Find "Task: locate the ceiling fan light kit." in the material below, then copy that line and every subsequent line to the end, exactly.

● **Supplied material**:

+ + +

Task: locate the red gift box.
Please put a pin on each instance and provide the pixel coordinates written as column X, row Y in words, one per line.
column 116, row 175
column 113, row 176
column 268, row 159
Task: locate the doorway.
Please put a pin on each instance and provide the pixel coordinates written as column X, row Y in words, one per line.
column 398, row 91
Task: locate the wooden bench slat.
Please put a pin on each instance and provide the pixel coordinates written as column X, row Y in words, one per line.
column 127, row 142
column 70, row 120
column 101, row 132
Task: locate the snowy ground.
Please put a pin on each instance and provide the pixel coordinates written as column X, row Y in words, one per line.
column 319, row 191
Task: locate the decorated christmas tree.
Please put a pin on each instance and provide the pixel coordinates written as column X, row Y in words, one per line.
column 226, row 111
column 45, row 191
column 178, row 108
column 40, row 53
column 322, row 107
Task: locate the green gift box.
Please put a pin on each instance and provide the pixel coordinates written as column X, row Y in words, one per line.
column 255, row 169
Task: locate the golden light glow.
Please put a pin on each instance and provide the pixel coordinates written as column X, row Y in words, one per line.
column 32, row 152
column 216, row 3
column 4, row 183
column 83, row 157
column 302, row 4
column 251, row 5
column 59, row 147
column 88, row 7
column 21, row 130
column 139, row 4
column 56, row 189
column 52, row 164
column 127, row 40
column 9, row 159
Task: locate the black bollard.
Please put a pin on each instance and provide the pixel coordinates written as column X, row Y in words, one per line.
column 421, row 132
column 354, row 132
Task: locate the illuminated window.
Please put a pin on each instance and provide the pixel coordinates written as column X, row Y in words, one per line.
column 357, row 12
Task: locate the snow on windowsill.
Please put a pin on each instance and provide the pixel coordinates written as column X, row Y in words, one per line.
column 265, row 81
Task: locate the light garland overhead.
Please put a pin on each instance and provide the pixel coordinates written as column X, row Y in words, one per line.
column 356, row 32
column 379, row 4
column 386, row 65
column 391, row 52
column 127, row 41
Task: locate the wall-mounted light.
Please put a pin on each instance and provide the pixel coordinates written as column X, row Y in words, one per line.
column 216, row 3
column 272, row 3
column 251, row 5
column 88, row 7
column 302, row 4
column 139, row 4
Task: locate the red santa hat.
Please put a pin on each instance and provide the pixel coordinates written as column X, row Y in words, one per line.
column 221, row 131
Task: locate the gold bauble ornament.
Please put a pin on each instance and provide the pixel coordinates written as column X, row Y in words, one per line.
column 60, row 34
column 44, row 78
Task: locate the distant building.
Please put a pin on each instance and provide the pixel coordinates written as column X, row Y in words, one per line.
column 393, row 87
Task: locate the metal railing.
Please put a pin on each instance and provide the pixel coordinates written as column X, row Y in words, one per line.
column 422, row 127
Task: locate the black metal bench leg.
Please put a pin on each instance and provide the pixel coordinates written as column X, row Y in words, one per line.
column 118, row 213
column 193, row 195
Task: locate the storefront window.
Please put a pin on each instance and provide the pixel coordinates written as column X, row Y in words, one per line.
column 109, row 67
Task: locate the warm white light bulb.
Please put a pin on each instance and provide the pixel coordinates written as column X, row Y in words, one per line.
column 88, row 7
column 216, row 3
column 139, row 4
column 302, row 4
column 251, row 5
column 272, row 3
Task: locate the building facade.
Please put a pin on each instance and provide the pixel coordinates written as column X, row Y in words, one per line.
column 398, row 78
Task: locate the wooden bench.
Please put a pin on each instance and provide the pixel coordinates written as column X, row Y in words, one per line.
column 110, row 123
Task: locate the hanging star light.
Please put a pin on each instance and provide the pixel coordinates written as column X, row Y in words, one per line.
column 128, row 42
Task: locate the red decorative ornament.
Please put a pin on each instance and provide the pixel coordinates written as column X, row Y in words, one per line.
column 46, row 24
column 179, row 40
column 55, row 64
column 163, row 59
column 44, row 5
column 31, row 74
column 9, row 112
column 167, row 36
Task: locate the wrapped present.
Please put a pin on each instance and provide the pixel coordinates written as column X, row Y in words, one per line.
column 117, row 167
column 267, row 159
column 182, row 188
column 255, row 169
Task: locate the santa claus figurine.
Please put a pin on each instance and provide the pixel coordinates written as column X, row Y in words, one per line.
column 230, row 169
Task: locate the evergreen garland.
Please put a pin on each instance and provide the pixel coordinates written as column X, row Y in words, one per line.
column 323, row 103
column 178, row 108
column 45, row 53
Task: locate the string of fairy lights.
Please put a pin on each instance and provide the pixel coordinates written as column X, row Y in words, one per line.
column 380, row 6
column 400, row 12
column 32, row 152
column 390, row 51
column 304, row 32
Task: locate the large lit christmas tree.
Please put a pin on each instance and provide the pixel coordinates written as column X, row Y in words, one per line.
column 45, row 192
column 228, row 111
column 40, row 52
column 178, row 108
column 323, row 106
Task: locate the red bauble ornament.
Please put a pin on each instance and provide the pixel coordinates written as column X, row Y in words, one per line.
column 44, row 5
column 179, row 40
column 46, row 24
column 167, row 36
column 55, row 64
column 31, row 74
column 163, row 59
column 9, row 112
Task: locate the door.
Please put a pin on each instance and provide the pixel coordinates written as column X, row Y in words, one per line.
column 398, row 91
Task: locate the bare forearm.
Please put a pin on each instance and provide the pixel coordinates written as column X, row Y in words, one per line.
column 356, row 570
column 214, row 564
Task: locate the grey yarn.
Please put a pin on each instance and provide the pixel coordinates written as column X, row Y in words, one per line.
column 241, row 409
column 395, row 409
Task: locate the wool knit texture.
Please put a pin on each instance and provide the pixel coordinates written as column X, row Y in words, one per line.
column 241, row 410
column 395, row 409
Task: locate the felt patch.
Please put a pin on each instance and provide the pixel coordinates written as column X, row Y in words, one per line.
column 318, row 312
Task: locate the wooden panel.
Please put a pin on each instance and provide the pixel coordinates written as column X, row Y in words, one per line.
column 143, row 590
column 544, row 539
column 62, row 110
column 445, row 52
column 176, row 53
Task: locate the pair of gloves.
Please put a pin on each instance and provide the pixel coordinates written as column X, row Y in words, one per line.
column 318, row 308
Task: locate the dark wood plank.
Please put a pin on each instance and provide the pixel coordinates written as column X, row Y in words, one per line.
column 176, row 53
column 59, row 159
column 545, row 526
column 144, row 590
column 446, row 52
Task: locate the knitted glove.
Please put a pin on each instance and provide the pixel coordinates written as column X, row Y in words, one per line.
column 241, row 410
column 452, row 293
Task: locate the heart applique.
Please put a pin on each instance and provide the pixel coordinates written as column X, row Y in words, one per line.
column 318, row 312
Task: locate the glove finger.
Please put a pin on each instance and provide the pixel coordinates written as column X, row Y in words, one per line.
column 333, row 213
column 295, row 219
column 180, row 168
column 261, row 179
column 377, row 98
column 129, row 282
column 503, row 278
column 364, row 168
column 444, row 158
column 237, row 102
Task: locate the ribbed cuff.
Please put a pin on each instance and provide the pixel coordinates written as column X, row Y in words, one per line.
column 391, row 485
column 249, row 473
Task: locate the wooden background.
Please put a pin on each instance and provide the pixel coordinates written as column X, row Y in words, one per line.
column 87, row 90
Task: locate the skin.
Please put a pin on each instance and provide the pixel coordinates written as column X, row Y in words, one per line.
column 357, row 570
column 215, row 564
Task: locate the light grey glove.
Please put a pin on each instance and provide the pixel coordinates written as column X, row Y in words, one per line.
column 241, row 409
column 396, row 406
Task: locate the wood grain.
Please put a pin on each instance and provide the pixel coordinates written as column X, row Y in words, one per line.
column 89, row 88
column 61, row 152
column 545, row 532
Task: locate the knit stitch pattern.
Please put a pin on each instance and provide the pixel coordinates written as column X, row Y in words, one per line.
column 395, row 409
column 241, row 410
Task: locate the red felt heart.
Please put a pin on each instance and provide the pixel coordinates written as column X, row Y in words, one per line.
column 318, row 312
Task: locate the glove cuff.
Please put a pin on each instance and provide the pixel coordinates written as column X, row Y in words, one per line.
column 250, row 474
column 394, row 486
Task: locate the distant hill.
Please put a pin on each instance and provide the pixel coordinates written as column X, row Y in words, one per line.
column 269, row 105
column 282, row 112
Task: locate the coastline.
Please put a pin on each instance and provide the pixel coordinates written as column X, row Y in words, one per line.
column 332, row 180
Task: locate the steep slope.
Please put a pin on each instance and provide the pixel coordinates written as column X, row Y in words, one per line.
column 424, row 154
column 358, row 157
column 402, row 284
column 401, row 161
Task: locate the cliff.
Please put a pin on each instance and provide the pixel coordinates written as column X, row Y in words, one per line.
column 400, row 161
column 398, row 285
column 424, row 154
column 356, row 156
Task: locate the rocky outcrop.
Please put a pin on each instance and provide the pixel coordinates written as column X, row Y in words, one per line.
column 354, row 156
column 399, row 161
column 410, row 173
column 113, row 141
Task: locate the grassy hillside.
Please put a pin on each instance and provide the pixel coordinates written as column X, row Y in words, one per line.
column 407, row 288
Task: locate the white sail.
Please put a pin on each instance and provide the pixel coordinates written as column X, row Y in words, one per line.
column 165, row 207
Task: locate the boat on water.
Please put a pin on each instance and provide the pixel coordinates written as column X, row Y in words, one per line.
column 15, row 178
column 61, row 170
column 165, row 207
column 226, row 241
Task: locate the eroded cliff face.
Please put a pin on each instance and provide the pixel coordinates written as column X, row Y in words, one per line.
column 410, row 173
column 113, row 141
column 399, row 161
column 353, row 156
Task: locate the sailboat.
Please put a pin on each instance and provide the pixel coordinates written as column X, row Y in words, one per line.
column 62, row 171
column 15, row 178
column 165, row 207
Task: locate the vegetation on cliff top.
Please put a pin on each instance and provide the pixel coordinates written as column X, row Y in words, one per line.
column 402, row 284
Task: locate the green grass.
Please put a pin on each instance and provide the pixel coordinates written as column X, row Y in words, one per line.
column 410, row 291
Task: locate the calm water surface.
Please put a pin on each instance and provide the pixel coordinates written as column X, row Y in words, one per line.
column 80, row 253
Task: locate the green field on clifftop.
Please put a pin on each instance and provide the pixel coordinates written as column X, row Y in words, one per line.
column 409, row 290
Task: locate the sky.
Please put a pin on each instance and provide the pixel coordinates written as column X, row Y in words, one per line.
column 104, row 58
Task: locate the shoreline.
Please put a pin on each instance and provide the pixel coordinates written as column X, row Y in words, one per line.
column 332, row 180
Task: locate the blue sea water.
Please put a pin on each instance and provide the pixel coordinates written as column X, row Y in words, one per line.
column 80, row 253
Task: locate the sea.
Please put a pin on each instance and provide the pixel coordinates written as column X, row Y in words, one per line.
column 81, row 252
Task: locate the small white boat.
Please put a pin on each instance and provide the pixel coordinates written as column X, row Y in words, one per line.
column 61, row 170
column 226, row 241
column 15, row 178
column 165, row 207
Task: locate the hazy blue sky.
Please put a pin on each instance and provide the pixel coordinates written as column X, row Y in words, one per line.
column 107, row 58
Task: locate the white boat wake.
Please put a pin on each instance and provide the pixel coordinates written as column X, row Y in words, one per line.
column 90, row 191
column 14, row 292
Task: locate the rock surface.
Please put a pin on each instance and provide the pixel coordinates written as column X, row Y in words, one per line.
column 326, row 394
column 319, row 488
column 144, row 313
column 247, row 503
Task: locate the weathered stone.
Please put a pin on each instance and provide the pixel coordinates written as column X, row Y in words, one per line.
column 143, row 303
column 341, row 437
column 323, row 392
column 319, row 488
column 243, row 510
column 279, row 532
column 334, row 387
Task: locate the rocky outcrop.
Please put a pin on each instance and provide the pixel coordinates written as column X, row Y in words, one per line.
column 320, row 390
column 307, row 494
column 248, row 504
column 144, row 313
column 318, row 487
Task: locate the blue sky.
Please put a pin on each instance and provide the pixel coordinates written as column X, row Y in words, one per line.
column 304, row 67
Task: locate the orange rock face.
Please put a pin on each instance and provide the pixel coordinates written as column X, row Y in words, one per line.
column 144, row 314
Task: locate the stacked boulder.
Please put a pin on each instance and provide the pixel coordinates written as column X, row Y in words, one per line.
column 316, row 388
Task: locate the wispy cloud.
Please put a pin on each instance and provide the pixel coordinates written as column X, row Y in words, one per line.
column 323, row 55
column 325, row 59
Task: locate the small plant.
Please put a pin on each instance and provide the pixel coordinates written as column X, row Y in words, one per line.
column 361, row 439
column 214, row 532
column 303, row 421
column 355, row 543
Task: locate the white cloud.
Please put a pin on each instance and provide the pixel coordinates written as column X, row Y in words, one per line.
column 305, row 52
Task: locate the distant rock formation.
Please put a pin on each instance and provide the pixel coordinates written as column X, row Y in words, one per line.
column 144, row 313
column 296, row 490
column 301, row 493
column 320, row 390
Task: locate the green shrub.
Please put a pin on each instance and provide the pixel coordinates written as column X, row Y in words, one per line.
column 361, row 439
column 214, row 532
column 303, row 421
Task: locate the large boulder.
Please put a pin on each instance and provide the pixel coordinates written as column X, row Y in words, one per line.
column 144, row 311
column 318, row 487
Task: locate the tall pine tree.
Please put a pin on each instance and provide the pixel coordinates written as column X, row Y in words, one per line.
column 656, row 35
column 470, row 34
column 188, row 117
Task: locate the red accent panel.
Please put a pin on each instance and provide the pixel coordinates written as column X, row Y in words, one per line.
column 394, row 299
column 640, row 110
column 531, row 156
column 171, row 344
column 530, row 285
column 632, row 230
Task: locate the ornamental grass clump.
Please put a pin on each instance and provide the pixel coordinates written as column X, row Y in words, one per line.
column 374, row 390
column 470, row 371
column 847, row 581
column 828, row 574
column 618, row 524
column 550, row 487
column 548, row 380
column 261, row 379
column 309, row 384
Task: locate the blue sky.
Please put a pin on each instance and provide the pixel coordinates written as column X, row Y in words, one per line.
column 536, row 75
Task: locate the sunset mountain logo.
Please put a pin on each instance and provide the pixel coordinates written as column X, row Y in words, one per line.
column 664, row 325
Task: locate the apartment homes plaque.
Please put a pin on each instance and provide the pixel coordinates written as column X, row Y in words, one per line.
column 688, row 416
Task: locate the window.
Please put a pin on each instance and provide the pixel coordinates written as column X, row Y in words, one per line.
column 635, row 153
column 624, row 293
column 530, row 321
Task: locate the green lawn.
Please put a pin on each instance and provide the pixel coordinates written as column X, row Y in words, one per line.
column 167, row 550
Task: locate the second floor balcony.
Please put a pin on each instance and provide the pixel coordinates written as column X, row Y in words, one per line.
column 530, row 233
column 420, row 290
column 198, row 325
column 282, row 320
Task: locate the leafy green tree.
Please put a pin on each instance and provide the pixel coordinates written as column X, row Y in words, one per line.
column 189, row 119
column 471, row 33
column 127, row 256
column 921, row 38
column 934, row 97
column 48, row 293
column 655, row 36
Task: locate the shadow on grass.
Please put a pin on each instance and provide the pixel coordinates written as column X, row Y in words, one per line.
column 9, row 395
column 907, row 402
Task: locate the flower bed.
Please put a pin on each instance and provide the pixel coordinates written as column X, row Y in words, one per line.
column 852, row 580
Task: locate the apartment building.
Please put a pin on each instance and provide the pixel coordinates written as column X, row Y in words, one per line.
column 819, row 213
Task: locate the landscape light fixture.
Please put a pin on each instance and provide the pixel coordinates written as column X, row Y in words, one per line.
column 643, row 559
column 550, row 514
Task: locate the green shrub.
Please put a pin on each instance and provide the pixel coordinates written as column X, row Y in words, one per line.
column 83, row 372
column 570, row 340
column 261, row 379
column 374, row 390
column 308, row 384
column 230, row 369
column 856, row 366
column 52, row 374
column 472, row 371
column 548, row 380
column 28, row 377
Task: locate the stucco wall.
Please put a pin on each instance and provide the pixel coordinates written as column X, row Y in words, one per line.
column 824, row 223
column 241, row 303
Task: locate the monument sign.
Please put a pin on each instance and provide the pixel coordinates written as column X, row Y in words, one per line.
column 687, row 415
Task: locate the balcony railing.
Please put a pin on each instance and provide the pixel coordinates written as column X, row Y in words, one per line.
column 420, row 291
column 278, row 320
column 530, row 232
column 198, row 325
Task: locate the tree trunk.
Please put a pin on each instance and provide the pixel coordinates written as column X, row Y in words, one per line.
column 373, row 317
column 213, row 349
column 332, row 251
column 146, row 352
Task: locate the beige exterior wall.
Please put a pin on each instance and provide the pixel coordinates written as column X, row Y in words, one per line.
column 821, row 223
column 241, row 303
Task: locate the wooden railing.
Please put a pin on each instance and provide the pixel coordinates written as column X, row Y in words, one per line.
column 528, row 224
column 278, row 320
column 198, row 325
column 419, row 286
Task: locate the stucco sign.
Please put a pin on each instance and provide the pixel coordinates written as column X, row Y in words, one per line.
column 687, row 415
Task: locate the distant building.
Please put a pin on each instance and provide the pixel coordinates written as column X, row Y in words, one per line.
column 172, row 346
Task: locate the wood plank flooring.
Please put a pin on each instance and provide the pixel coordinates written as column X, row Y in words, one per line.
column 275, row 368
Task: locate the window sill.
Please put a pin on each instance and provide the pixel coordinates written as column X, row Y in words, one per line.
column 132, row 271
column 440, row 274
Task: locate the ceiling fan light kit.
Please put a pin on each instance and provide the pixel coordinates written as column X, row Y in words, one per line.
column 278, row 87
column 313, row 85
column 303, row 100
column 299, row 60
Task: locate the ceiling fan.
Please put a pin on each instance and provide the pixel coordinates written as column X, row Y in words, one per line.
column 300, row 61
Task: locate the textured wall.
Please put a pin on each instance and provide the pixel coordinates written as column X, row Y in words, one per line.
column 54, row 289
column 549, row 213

+ + +

● **Answer for the task**:
Task: locate the ceiling fan light kit.
Please put a pin on each instance and provide the pixel coordinates written as column X, row Y in words, one per line.
column 278, row 87
column 313, row 85
column 303, row 100
column 299, row 60
Task: locate the ceiling fan.
Please put a pin on each instance and provide the pixel coordinates written as column X, row Y in words, one per line.
column 300, row 61
Task: locate the textured wall.
Please put a pin on each instance and provide the pixel coordinates written as column X, row Y in words, one per line.
column 54, row 289
column 549, row 213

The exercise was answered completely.